# North American Union



## Grace (Nov 12, 2007)

So my friends are all conspiracy theorists, and I count myself amongst them. We frequent this website called http://www.digg.com which offers access to many articles often hidden or retracted or otherwise invalidated but bring up some seriously alarming reports on the government, big corporations, and religion. Anyway, we were talking recently about the impending end of the world, and one of my friends spoke on a Treaty that was signed two years ago by George Bush that I, and no one I've mentioned it to, have/has never heard of. 

The treaty was a decision which would, within the next 5-7 years, implement a united currency and policy within North America. It's called the North American Union and you can read about it on Wikipedia here: [ame="http://en.wikipedia.org/wiki/North_american_union"]http://en.wikipedia.org/wiki/North_american_union[/ame] 

Basically, the plan is to syncronize all currency in the countries of the United States, Canada, and Mexico. It seems to be a plan based on economics, but really what I wonder about is the inevitably policy change that would come as a result. The United States, being both the most economically powerful and also politically powerful, in the global spectrum, of the three, would subsequently "rule" over Canada and Mexico. 

In many ways, the North American Union is identical to the European Union. The only problem with a regionalized North America is the way the United States has been fucking up recently, in ways that are unfixable and unforgivable. The worst part is that I have never even heard of this Treaty until recently, and the article posted on wikipedia is incredibly recent considering the elapse of time since the signing of the treaty. I know that we live in a democratic republic, and that America is not ruled by democracy, but this is exactly where problems with the government begin. And if power is to become more centralized in the world -- regions like all of Europe, North America, South America, Africa, Asia and the Antarcticas, then the people of this planet are going to have even less say than before. 

Thoughts? Anyone heard of this?


----------



## ogre (Nov 12, 2007)

ive heard a little bit about this and theres two ways it can end up; like 1984 or the world powers will crumble under there own weight lets just hope we can make the second one happen other than that i dont know much but i will read up


----------



## Hoghead Bob (Nov 24, 2007)

This idea has been floating around since the EU (Way before Clinton administration) got talking about becomeing the EU. Bottom line is there is too much disparity between Mexico US, and Canadian economies, not to mention labor laws etc., to make anything close happen. 

BTW the Canadian dollar is worth more than the US dollar for the first time in over 100 years!


----------



## Grace (Nov 24, 2007)

rememberusername said:


> I posted something about this right above you
> 
> you told me "Dont worry... "





huh?


----------



## Grace (Dec 12, 2007)

**Listed entries**
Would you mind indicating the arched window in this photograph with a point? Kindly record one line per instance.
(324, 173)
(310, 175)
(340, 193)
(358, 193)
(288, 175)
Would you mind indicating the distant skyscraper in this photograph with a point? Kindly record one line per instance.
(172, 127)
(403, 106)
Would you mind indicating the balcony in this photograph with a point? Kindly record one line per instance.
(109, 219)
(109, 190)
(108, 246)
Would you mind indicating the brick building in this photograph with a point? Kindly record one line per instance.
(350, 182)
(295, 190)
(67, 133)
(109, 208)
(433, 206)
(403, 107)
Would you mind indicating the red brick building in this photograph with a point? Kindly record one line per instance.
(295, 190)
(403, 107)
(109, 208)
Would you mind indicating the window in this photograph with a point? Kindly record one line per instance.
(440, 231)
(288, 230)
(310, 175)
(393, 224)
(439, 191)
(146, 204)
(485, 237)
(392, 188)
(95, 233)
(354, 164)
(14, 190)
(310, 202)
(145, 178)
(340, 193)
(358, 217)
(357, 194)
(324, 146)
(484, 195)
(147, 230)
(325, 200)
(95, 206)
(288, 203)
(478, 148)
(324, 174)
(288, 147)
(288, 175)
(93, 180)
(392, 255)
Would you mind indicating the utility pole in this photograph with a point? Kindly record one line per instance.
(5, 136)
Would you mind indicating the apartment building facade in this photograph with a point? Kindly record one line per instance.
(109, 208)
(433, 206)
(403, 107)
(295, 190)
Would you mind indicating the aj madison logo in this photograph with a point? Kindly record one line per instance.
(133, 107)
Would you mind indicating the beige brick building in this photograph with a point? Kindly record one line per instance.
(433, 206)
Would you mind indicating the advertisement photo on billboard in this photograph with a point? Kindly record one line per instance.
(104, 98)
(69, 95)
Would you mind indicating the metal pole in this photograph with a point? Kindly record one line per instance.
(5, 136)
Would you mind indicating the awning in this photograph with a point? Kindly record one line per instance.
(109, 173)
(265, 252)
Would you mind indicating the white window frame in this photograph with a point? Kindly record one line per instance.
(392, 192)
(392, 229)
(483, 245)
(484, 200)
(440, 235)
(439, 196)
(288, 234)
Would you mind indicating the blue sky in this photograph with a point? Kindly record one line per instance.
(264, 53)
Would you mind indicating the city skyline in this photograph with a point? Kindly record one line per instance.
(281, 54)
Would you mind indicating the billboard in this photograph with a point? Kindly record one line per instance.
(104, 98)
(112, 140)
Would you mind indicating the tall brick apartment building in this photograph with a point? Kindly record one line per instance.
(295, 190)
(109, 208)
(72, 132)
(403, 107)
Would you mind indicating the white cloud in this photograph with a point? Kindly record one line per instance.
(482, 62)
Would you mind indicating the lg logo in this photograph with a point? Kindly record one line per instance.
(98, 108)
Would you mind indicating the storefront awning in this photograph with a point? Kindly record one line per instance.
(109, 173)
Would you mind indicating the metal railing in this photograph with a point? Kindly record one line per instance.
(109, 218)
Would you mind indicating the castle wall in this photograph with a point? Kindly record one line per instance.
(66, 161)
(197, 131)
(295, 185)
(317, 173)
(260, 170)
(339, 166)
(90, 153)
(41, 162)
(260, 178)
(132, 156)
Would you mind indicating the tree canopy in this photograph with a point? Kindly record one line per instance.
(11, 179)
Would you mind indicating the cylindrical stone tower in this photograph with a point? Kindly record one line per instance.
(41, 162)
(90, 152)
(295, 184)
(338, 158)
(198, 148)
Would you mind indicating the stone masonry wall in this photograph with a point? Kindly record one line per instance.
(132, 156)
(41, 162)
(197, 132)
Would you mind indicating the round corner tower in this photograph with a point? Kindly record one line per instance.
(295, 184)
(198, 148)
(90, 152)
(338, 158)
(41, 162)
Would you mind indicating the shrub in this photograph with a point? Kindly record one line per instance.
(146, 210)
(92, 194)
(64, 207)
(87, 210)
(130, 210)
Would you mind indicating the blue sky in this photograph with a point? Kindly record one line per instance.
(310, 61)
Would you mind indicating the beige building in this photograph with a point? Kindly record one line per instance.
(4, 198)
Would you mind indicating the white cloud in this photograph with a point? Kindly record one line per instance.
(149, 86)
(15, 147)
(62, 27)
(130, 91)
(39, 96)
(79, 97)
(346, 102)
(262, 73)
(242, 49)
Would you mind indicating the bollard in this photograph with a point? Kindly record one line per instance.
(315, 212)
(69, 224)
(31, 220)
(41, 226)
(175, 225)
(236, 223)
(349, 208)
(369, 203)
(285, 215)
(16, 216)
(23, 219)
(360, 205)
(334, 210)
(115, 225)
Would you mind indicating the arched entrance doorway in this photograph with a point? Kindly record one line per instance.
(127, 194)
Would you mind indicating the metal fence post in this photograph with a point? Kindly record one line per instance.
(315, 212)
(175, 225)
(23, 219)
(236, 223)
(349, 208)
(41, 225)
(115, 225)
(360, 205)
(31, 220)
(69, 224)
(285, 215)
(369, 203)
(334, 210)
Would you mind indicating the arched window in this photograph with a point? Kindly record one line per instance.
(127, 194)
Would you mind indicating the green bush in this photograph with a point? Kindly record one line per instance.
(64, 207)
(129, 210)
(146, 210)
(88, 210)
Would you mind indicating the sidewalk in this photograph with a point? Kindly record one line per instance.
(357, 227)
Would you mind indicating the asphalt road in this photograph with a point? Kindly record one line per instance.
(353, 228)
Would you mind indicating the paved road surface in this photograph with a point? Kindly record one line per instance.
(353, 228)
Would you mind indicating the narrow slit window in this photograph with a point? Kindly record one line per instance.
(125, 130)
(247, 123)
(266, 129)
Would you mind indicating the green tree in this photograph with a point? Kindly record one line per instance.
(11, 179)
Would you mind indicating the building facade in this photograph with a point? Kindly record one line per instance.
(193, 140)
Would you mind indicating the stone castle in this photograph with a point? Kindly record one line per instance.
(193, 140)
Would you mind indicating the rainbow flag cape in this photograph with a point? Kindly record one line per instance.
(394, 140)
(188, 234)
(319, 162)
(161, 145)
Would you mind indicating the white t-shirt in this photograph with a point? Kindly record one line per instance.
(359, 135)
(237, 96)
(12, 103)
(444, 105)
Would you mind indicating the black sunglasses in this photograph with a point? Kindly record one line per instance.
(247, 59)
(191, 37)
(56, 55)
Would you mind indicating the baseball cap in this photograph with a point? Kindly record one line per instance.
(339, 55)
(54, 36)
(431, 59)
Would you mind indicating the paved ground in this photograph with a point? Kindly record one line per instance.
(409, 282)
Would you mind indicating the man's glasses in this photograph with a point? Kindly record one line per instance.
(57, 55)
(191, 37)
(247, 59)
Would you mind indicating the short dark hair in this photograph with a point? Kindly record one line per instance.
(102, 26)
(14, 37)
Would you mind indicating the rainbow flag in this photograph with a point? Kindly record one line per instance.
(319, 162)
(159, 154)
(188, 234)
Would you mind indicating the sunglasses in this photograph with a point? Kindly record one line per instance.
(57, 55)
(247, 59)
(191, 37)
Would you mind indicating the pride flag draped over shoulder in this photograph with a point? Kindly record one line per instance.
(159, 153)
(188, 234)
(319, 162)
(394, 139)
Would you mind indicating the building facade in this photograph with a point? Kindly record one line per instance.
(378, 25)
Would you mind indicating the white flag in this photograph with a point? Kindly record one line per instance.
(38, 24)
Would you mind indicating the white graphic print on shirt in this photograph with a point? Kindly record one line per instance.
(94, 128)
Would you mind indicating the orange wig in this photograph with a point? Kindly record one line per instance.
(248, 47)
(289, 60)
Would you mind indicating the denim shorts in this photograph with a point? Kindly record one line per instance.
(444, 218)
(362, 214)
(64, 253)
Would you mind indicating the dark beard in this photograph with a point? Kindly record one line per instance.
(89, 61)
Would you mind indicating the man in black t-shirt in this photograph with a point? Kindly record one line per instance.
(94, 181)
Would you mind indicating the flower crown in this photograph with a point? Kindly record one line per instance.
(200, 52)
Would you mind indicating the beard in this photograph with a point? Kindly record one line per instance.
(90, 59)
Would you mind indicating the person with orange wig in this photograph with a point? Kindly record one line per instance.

**Aim A**
Using the forum thread about the North American Union, say whether each statement agrees with it: (i) Grace writes that George Bush signed the treaty two years earlier; (ii) Hoghead Bob writes that the US dollar is worth more than the Canadian dollar; (iii) ogre claims to know a great deal about the plan. Answer yes or no for each, and quote the words that decide it.
**Aim B**
Turn the paragraph in the forum thread about the North American Union that begins "Basically, the plan is" into a short bulleted list that keeps its main points.
**Aim C**
Translate this sentence from the forum thread about the North American Union into Spanish: "The treaty was a decision which would, within the next 5-7 years, implement a united currency and policy within North America."

**Answer A**
(i) Yes: "a Treaty that was signed two years ago by George Bush"
(ii) No: "the Canadian dollar is worth more than the US dollar for the first time in over 100 years!"
(iii) No: "other than that i dont know much but i will read up"

**Answer B**
- The plan is to synchronize the currency of the United States, Canada, and Mexico.
- It appears to be an economic plan, but the writer wonders about the policy change that would inevitably follow.
- As the most economically and politically powerful of the three, the United States would then "rule" over Canada and Mexico.

**Answer C**
El tratado fue una decisión que, en los próximos 5 a 7 años, implantaría una moneda y una política unificadas en América del Norte.